— Start Selected text —

Sterling K. Brown was a bit of a late-breaking surprise for his part in American Fiction.  After three Emmy awards and a bunch of recent nominations -- so many nominations -- it seemed inevitable that an Oscar nod was going to happen for him sooner or later (though his movie career has taken longer to fully launch than expected).  While he has no real shot to win, his nomination is likely an indication of things to come.  (An even surer sign that he's made it is that he's created sworn enemies -- the sincerest form of flattery in Hollywood -- in Charles Melton and Willem Dafoe, two actors that were hoping to get his slot.)
Speaking of Charles Melton… I am, apparently, the only one on planet Earth that is not blown away by Melton's performance in May December.  I understand that as a victim of trauma at an early age, his character is supposed to be stunted and withdrawn.  But where viewers and critics alike find his performance mesmerizing and chilling, I find it… well, oafish and flat.  ("Yes, of course it is!" the Internet yells at me.  "That's because he's broken inside, you inconsiderate monster!")  Okay.  I get it.  Actually, I don't.  The performance doesn't strike me as particularly nuanced or engaging.  ("But he has an emotional breakdown in front of his son who's half his age but twice as mature!  The fact that they're totally baked and weirdly sitting on the roof of the house make it all the more poignant, you cretin!")  Sigh.  Every commenter out there anointed him the Oscar winner long before nominations were announced.  ("He's so perfect they should rename the category after him!")  I was unconvinced.  And so, it turns out, was a large portion of the Academy.  What will hindsight say?  I've watched the film again, and, with everyone so passionate about the authenticity of his performance, I'm willing to admit that I may be wrong about it.  On second thought, no.  I'm not.  And so I dub him Gloriously Omitted.  (A couple silly honorable mentions: Brendan Fraser, for showing up to yell for 10 seconds in Killers of the Flower Moon; and Jesse Tyler Ferguson, for treating Cocaine Bear like it's a sequel to Wet Hot American Summer.)
There's only one choice for Snubbed: Willem Dafoe in Poor Things, as the Scientist, or as the Father, or as Dr. Frankenstein.  (Or as God, if you like.)  In fact, he'd be my choice to win the Oscar over all the actual nominees.  His performance feels strangely authentic, despite the fact that his is probably the most audacious and ludicrous in the movie.  There's no note of novelty in his performance (which is something I can't say about his screen-mate, Mark Ruffalo).  It's as if Dafoe's long history of weirdo characters has led him to this wonderful culmination of superlative oddness.  Some other smaller performances worth mentioning: Tom Conti in Oppenheimer (I seem to be the only one who likes his goofball Einstein), Rhys Ifans in Nyad (the shaggy, underrated soul of the impossible quests), and Milo Machado Graner in Anatomy of a Fall (the gifted child at the heart of the film). 
BEST SUPPORTING ACTRESS:
SHOULD WIN:  Da'Vine Joy Randolph (The Holdovers) WILL WIN:  Da'Vine Joy Randolph (The Holdovers) GLORIOUSLY OMITTED:  Julianne Moore (May December) INGLORIOUSLY SNUBBED:  Viola Davis (Air)

— End Selected text —
— Start Dataset rows —

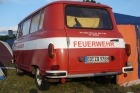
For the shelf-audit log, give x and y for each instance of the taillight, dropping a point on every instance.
(128, 49)
(51, 50)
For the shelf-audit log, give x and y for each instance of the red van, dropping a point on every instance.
(67, 39)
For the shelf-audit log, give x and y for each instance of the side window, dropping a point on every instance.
(35, 23)
(19, 32)
(26, 26)
(41, 20)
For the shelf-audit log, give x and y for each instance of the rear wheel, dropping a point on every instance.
(40, 81)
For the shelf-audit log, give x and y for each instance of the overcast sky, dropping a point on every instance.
(13, 11)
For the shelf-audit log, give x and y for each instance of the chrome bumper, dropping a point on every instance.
(127, 69)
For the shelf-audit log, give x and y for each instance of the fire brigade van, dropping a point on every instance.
(70, 39)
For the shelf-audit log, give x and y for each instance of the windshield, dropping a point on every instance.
(87, 17)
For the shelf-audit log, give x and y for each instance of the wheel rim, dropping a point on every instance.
(38, 77)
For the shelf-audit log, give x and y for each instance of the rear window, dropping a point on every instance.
(87, 17)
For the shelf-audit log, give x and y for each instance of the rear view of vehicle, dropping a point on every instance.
(80, 39)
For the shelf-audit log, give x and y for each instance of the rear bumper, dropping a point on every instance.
(127, 69)
(64, 74)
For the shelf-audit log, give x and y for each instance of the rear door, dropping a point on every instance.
(94, 45)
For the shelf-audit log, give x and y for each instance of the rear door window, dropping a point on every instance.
(26, 26)
(87, 17)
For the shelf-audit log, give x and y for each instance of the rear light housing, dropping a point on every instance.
(51, 51)
(128, 49)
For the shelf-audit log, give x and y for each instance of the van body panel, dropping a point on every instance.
(72, 46)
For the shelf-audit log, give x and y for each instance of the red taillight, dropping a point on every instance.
(125, 75)
(54, 67)
(128, 49)
(51, 50)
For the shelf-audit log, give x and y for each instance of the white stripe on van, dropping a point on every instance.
(61, 42)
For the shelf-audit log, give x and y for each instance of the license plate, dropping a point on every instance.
(96, 59)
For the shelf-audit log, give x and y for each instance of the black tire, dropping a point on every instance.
(40, 81)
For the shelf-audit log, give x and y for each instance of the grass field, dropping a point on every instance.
(26, 84)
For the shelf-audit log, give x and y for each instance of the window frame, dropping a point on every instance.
(111, 21)
(38, 29)
(29, 19)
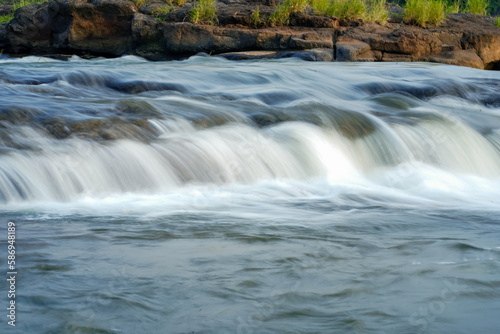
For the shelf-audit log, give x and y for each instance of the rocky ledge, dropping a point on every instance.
(118, 27)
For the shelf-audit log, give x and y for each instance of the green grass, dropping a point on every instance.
(452, 6)
(437, 12)
(281, 14)
(204, 12)
(22, 3)
(377, 12)
(477, 7)
(6, 18)
(423, 12)
(160, 12)
(347, 9)
(319, 6)
(16, 5)
(255, 17)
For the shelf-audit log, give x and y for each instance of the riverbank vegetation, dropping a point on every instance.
(418, 12)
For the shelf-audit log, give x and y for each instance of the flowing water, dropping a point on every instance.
(209, 196)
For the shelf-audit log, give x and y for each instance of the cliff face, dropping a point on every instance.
(117, 27)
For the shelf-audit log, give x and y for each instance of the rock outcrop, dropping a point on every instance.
(117, 27)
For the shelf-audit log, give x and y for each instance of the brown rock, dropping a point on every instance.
(350, 50)
(458, 57)
(101, 27)
(30, 30)
(148, 37)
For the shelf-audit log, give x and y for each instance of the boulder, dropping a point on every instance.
(350, 50)
(147, 35)
(100, 26)
(30, 30)
(187, 39)
(458, 57)
(94, 26)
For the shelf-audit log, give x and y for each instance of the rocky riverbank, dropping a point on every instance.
(118, 27)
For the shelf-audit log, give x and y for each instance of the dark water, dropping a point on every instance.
(209, 196)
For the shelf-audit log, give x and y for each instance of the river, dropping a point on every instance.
(280, 196)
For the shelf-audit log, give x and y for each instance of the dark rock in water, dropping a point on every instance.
(421, 91)
(205, 122)
(137, 108)
(100, 129)
(136, 87)
(57, 127)
(268, 119)
(6, 9)
(353, 125)
(308, 55)
(16, 115)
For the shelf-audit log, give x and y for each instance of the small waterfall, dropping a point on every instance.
(236, 153)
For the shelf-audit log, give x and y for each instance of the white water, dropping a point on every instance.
(261, 197)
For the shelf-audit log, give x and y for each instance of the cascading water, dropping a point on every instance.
(341, 184)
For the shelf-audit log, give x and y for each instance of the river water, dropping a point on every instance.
(209, 196)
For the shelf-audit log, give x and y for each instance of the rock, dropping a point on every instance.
(30, 30)
(17, 115)
(458, 57)
(414, 42)
(99, 27)
(148, 37)
(487, 46)
(116, 27)
(249, 55)
(6, 9)
(308, 55)
(313, 21)
(57, 127)
(188, 39)
(350, 50)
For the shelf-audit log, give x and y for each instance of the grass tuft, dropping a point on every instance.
(437, 12)
(256, 17)
(319, 6)
(347, 9)
(423, 12)
(377, 12)
(477, 7)
(6, 18)
(452, 7)
(204, 12)
(139, 3)
(281, 14)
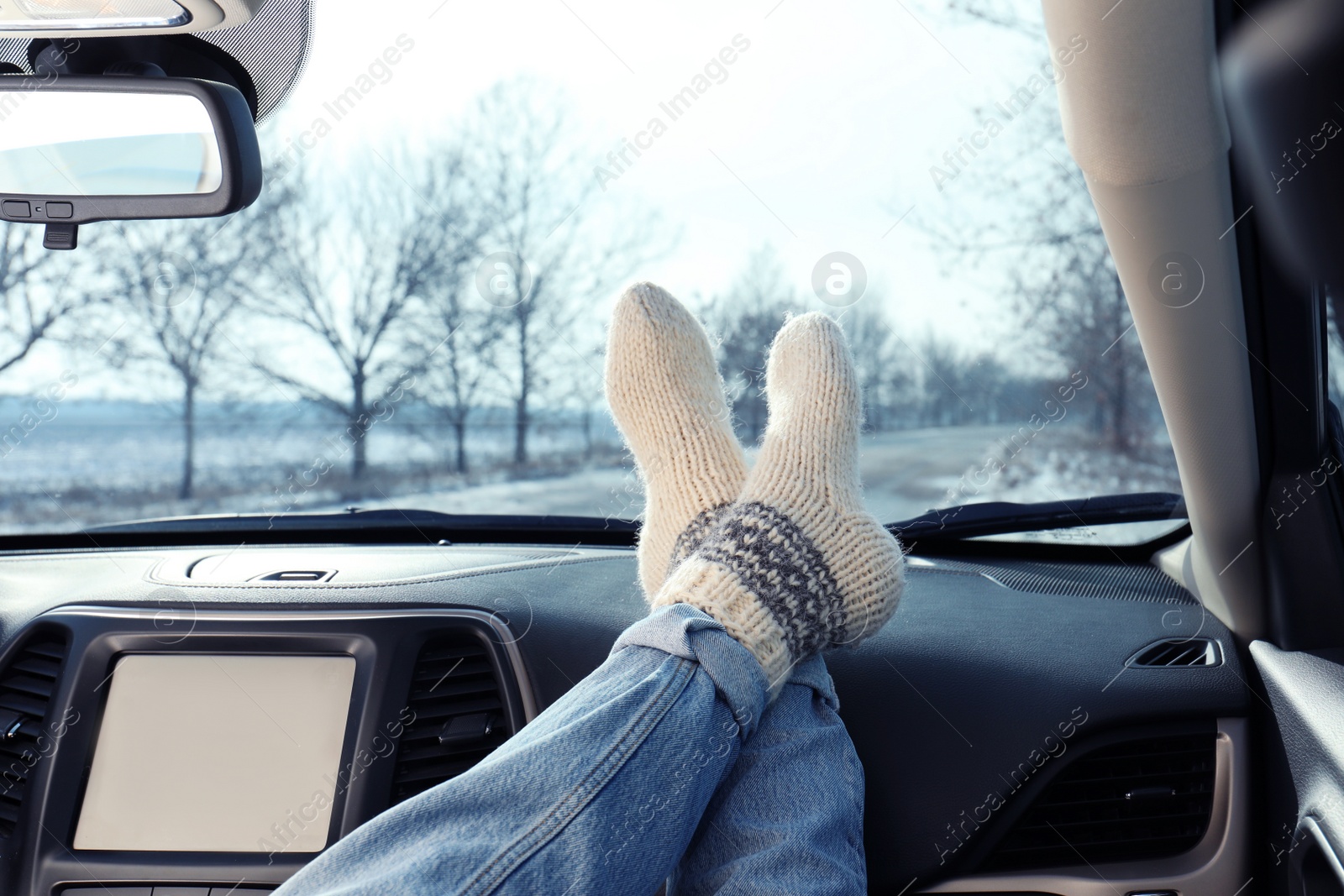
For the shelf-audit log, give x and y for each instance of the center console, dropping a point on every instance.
(181, 752)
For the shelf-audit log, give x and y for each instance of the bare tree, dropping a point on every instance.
(884, 371)
(745, 318)
(358, 253)
(459, 343)
(34, 291)
(178, 284)
(544, 269)
(1046, 241)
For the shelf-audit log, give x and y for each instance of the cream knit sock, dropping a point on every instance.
(667, 398)
(797, 566)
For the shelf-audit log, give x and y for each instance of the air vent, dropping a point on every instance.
(26, 688)
(459, 719)
(1133, 801)
(1179, 652)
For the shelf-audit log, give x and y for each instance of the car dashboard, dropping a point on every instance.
(192, 720)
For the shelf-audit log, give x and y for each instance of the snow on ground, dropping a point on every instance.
(84, 476)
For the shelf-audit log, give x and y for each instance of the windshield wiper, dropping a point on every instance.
(376, 527)
(1003, 517)
(430, 527)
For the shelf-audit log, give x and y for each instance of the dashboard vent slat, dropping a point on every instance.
(1110, 806)
(454, 678)
(26, 688)
(1179, 653)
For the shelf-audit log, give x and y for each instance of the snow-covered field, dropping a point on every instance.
(71, 476)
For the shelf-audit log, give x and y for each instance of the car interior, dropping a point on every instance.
(1151, 707)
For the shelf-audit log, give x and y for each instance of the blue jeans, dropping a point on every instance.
(664, 763)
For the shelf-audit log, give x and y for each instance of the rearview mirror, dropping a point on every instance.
(81, 149)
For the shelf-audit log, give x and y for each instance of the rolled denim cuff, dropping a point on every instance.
(685, 631)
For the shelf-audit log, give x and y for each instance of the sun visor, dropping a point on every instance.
(264, 56)
(1142, 105)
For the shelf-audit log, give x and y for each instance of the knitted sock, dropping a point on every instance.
(667, 398)
(797, 566)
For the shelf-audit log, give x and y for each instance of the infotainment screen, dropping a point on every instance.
(218, 754)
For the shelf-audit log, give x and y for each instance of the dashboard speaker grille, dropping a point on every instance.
(1133, 801)
(27, 684)
(459, 714)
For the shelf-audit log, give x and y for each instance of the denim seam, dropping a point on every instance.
(582, 793)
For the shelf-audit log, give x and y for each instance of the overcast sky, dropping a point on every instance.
(817, 137)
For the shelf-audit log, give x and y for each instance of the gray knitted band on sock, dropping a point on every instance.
(694, 535)
(797, 566)
(777, 563)
(667, 399)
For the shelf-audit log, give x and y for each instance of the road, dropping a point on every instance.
(904, 473)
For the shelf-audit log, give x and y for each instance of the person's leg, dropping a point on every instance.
(605, 789)
(788, 817)
(598, 794)
(790, 809)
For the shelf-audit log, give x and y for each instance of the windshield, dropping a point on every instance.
(413, 312)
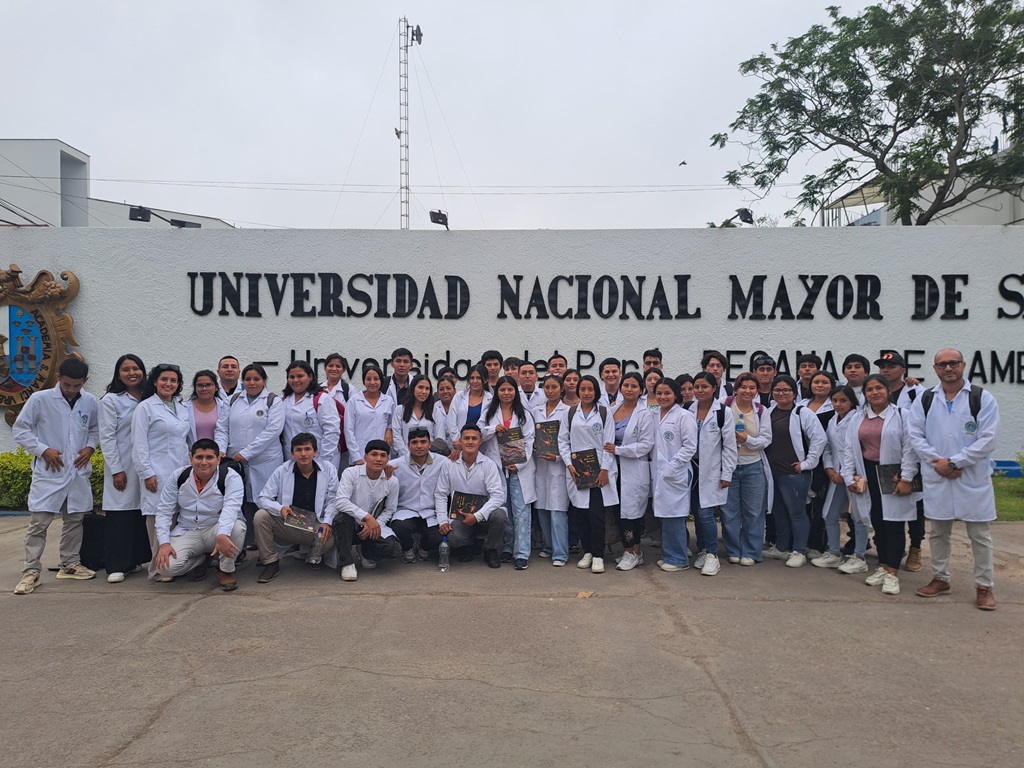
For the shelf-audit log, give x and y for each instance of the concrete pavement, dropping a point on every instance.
(407, 667)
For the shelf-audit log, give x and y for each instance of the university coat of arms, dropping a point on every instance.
(36, 334)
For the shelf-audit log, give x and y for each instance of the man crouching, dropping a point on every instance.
(199, 516)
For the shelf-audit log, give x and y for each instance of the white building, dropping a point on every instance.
(45, 182)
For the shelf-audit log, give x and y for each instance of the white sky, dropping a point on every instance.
(596, 96)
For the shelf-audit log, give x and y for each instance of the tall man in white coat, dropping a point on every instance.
(59, 428)
(952, 429)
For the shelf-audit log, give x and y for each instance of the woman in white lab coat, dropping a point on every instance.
(369, 416)
(506, 412)
(879, 434)
(714, 464)
(634, 441)
(309, 409)
(126, 542)
(160, 440)
(416, 413)
(590, 427)
(255, 422)
(675, 444)
(552, 497)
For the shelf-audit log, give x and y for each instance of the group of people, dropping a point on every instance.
(568, 463)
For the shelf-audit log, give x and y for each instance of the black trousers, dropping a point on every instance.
(126, 542)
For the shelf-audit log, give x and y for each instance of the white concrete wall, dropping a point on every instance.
(136, 295)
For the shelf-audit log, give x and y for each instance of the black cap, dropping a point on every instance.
(891, 358)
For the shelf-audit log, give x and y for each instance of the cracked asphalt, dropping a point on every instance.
(407, 667)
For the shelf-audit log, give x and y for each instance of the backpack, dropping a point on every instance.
(342, 442)
(974, 400)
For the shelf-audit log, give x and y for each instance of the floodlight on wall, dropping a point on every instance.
(138, 213)
(439, 217)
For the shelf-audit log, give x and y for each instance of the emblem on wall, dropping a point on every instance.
(36, 334)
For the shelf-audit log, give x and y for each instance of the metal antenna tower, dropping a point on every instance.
(406, 34)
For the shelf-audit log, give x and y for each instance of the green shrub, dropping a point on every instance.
(15, 477)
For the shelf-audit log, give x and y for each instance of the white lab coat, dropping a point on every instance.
(675, 444)
(549, 476)
(634, 462)
(805, 423)
(953, 433)
(459, 410)
(489, 448)
(47, 421)
(588, 432)
(254, 430)
(160, 444)
(895, 449)
(115, 439)
(219, 432)
(365, 422)
(716, 455)
(323, 422)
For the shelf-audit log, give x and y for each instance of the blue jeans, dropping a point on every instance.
(674, 541)
(521, 516)
(556, 532)
(743, 513)
(792, 523)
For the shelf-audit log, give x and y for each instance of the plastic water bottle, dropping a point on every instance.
(443, 553)
(316, 554)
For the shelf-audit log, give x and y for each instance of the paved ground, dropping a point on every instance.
(408, 667)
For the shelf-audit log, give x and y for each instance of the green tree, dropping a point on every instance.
(907, 95)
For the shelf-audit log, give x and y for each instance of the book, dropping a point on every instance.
(465, 504)
(303, 519)
(546, 439)
(512, 446)
(588, 468)
(889, 476)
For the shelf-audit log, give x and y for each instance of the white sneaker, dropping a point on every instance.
(877, 578)
(853, 564)
(797, 560)
(628, 561)
(711, 566)
(827, 560)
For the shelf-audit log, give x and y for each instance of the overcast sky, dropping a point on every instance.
(512, 105)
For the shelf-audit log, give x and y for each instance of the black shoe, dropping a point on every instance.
(269, 571)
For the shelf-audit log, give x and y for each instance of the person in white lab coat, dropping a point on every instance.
(505, 413)
(954, 438)
(675, 444)
(160, 440)
(309, 409)
(552, 497)
(589, 427)
(714, 462)
(59, 428)
(880, 435)
(126, 542)
(634, 441)
(255, 423)
(369, 416)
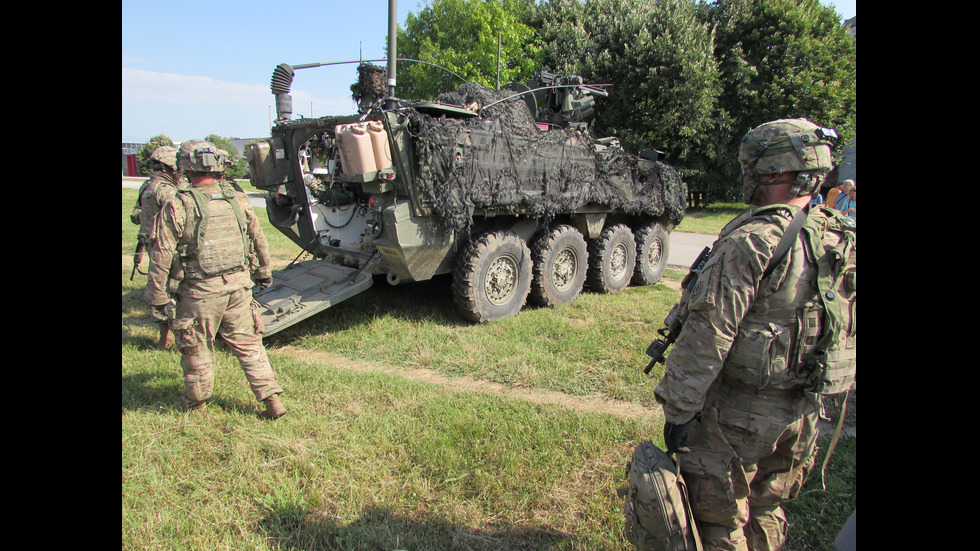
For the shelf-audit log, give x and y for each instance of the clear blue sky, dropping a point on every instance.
(192, 68)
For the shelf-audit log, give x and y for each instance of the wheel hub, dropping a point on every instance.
(501, 280)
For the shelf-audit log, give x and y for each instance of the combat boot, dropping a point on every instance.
(184, 405)
(166, 338)
(273, 408)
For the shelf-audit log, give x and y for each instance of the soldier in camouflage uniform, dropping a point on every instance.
(162, 184)
(741, 391)
(209, 241)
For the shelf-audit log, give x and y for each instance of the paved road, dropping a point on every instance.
(684, 247)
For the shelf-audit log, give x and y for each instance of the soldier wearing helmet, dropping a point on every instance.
(769, 332)
(162, 184)
(211, 246)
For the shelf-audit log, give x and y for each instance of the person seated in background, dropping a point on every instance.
(842, 196)
(850, 206)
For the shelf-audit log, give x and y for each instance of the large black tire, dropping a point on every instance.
(492, 277)
(612, 257)
(560, 265)
(652, 250)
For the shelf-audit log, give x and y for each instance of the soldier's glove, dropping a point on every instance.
(675, 437)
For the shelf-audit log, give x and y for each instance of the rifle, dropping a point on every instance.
(677, 316)
(137, 258)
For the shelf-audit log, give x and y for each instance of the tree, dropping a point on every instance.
(658, 59)
(461, 36)
(143, 155)
(779, 59)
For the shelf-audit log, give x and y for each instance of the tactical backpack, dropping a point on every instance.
(658, 513)
(217, 241)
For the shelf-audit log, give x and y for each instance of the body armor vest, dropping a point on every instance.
(799, 332)
(215, 241)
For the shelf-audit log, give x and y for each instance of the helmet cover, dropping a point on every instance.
(200, 156)
(786, 145)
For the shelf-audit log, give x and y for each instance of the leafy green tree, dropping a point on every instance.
(143, 155)
(657, 58)
(779, 59)
(462, 36)
(239, 167)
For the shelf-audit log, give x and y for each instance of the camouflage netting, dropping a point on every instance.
(503, 163)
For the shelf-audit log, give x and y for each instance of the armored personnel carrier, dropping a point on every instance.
(504, 189)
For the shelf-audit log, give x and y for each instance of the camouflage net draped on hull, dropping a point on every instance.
(504, 164)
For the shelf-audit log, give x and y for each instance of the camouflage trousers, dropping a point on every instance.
(749, 453)
(236, 319)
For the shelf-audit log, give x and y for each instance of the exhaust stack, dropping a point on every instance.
(392, 50)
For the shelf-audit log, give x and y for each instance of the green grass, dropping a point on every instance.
(408, 428)
(711, 218)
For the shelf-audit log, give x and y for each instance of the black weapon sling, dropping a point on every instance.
(786, 241)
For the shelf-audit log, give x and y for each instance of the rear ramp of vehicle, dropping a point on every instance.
(307, 288)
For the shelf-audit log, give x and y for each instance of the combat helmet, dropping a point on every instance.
(200, 156)
(786, 145)
(165, 155)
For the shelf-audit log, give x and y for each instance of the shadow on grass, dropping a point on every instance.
(420, 302)
(377, 528)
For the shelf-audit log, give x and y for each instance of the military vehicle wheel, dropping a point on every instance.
(492, 277)
(652, 249)
(612, 257)
(560, 264)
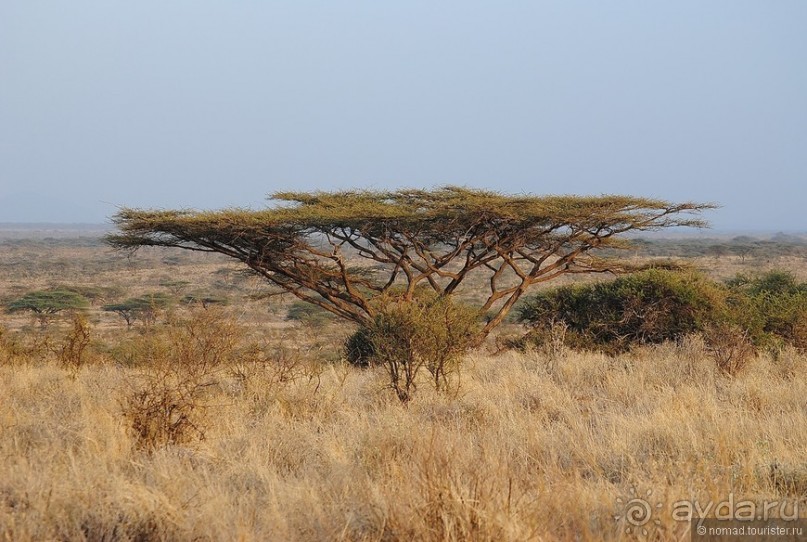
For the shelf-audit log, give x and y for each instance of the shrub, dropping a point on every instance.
(71, 349)
(730, 346)
(775, 307)
(430, 332)
(166, 403)
(145, 308)
(46, 303)
(644, 308)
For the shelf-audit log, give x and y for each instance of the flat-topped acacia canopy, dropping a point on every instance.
(307, 243)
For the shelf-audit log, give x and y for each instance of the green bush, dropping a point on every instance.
(776, 304)
(428, 332)
(644, 308)
(659, 305)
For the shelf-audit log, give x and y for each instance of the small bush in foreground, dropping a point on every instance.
(430, 332)
(167, 400)
(648, 307)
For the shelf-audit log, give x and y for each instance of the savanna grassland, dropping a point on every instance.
(239, 419)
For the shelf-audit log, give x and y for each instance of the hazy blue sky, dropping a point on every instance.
(203, 103)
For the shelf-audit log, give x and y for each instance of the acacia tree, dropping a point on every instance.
(47, 303)
(307, 244)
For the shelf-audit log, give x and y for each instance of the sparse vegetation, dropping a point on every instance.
(233, 422)
(654, 306)
(47, 303)
(145, 308)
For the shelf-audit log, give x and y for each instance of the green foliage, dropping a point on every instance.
(659, 305)
(428, 332)
(644, 308)
(204, 299)
(71, 350)
(45, 303)
(413, 238)
(776, 303)
(145, 307)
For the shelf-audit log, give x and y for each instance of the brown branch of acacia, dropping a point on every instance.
(438, 237)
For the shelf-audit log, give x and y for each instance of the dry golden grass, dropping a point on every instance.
(297, 446)
(532, 448)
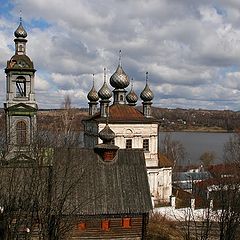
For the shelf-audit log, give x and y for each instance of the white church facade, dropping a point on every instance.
(132, 128)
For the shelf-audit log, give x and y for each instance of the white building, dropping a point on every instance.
(133, 128)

— End Dataset rows —

Parts of the exercise>
**1.** In the Oscar commentary, who is named Gloriously Omitted for best supporting actress?
**2.** List every performance the Oscar commentary names as "Some other smaller performances worth mentioning," with the actor and film for each.
**3.** Print the part of the Oscar commentary between "There's only one" and "of the film).", inclusive.

Response list>
**1.** Julianne Moore, for May December.

**2.**
- Tom Conti in Oppenheimer
- Rhys Ifans in Nyad
- Milo Machado Graner in Anatomy of a Fall

**3.**
There's only one choice for Snubbed: Willem Dafoe in Poor Things, as the Scientist, or as the Father, or as Dr. Frankenstein.  (Or as God, if you like.)  In fact, he'd be my choice to win the Oscar over all the actual nominees.  His performance feels strangely authentic, despite the fact that his is probably the most audacious and ludicrous in the movie.  There's no note of novelty in his performance (which is something I can't say about his screen-mate, Mark Ruffalo).  It's as if Dafoe's long history of weirdo characters has led him to this wonderful culmination of superlative oddness.  Some other smaller performances worth mentioning: Tom Conti in Oppenheimer (I seem to be the only one who likes his goofball Einstein), Rhys Ifans in Nyad (the shaggy, underrated soul of the impossible quests), and Milo Machado Graner in Anatomy of a Fall (the gifted child at the heart of the film).